Please rewrite the rows from the line with "soil with a single marker." through the end of the rows, replacing "pin" with "mark" and leaving everything else unchanged.
/---
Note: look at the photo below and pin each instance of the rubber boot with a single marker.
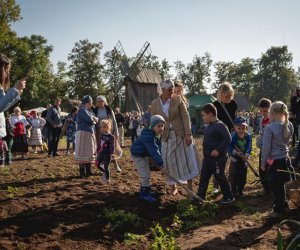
(88, 170)
(82, 170)
(145, 194)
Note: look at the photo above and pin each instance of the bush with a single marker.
(163, 240)
(121, 221)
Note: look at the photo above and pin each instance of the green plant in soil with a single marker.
(12, 192)
(163, 239)
(121, 221)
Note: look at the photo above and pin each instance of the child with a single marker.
(37, 124)
(275, 154)
(264, 107)
(3, 152)
(149, 143)
(106, 149)
(215, 143)
(240, 150)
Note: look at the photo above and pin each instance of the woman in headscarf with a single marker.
(177, 149)
(103, 111)
(85, 140)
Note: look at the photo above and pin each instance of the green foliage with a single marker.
(295, 239)
(163, 240)
(12, 192)
(86, 70)
(196, 74)
(189, 216)
(119, 220)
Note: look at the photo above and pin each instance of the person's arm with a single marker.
(85, 115)
(266, 148)
(9, 99)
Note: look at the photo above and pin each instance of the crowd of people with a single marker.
(163, 132)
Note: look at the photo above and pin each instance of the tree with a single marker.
(225, 71)
(86, 70)
(275, 78)
(243, 78)
(196, 74)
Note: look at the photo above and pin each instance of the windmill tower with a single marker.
(140, 82)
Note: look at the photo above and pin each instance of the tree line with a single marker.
(271, 75)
\---
> [Full solution]:
Note: look at the photo above and mark each instance of the green plant in soil with a single marker.
(12, 192)
(163, 239)
(121, 221)
Note: look at the photo above and mark each instance of the child with a single marker.
(37, 124)
(275, 154)
(264, 107)
(3, 152)
(149, 143)
(106, 149)
(215, 143)
(240, 150)
Note: look at the photo above and mark each instance of the woman in headscarf with a single marker.
(177, 149)
(103, 111)
(85, 140)
Note: look at the photo above and mark each instance of the green foliage with a single marker.
(295, 239)
(163, 240)
(12, 192)
(86, 70)
(196, 74)
(189, 216)
(119, 220)
Note: look at the photo above and mark each instance of the person's arm with a single marker.
(85, 115)
(266, 148)
(9, 99)
Note: look at the photo above and mark each instance of the crowd of people with a single marker.
(163, 132)
Note: look at the photo above and mark each instance of the tree with a single marker.
(225, 71)
(86, 70)
(275, 78)
(243, 78)
(196, 74)
Note: look at the photo above and mark each instance of the windmill tower with a single marker.
(140, 82)
Note: look at the photo above and mark each instance of the tree line with a single marker.
(271, 75)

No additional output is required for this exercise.